TEXT =
_ _ _ _ _
No cancer tsunami in Iran: deputy health minister
TEHRAN — As per the figures and data collected in Iran on cancers, certainly cancer tsunami is not happening in Iran, Deputy Health Minister Reza Malekzadeh, a gastroenterologist, has said.
The “population-based cancer registry of the Islamic Republic of Iran” which is the first reliable and official data collected on cancer incidence in Iran was included in World Health Organization’s “Cancer Incidence in Five Continents (CI5)”, Tasnim news agency quoted Malekzadeh as saying on Wednesday.
CI5 is published approximately every five years by the International Agency for Research on Cancer (IARC) and the International Association of Cancer Registries (IACR) and provides comparable high quality statistics on the incidence of cancer from cancer registries around the world. Volume XI contains information from 343 cancer registries in 65 countries for cancers diagnosed from 2008 to 2012.
Cancer registries are valuable research tools in the etiology, diagnosis, and treatment of the disease, Malekzadeh said, adding collecting data on cancer incidence also plays a significant role in planning screening schemes as well as preventing the disease.
Unfortunately while cancers are more prevalent in developing countries such population-based cancer registries are more common in developed countries and only a few developing countries are included in such comprehensive data collection, he regretted.
Malekzadeh further said most population-based cancer registries in developing countries are incomprehensive.
Malekzadeh who was a recipient of the International Agency for Research on Cancer (IARC) Medal of Honor in 2018 for his outstanding contribution to advancing the understanding of the biology or of the epidemiology of cancer explained that “population-based cancer registry of the Islamic Republic of Iran” shows a cancer incidence rate of 158 per 100,000 of the population and 143 per 100,000 of the population (excluding non-melanoma skin cancer) in 30 provinces of Iran annually.
_ _ _ _ _
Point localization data
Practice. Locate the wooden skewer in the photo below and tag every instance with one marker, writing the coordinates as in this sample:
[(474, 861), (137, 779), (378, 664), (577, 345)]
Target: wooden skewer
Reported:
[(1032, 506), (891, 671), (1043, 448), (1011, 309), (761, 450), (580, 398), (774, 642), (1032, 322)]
_ _ _ _ _
WHAT THIS EXERCISE ASKS =
1/ For the article on cancer in Iran, mark each statement yes or no and quote the deciding words. (a) CI5 Volume XI covers cancers diagnosed from 2008 to 2012. (b) Population-based cancer registries are more common in developing countries. (c) Malekzadeh received the IARC Medal of Honor in 2018.
2/ Reproduce the part of the article on cancer in Iran that opens with the words containing "No cancer tsunami" and closes with "saying on Wednesday.".
3/ Go on writing the article on cancer in Iran from the point where it stops.
These entries were taken from a different source than the article.

RESULTS FOR THE EXERCISE =
1/
(a) Yes: "for cancers diagnosed from 2008 to 2012"
(b) No: "such population-based cancer registries are more common in developed countries"
(c) Yes: "was a recipient of the International Agency for Research on Cancer (IARC) Medal of Honor in 2018"

2/
No cancer tsunami in Iran: deputy health minister
TEHRAN — As per the figures and data collected in Iran on cancers, certainly cancer tsunami is not happening in Iran, Deputy Health Minister Reza Malekzadeh, a gastroenterologist, has said.
The “population-based cancer registry of the Islamic Republic of Iran” which is the first reliable and official data collected on cancer incidence in Iran was included in World Health Organization’s “Cancer Incidence in Five Continents (CI5)”, Tasnim news agency quoted Malekzadeh as saying on Wednesday.

3/
In the Iranian calendar year 1393 (March 21, 2014 to March 20, 2015) some 112,000 individuals were diagnosed with cancer, he added.
The database indicates that the rate for all cancers (excluding non-melanoma skin cancer) for men and women combined was 182 per 100,000 in 2012 which means that the rate of cancer in Iran is well below the world average, he highlighted.
The rate for all cancers (excluding non-melanoma skin cancer) in Turkey is 205 per 100,000 and 174 in China, he stated, adding, “So all the rumors about cancer tsunami in Iran are not true and we can certainly say that cancer incidence rate is comparatively low.”
As per the data collected by the Institute for Health Metrics and Evaluation (IHME), an independent population health research center at UW Medicine, part of the University of Washington, some 54,000 Iranians died of cancer in 2016 constituting 14.9 percent of all deaths (360,000), Malekzadeh noted.
The IHME data also indicates that age-standardized rate of death caused by cancer per 100,000 people per year in Iran was 104 in 1990 which has decreased to 97 in 2015, Malekzadeh said, noting plans for early diagnosis of cancers has helped in preventing the disease.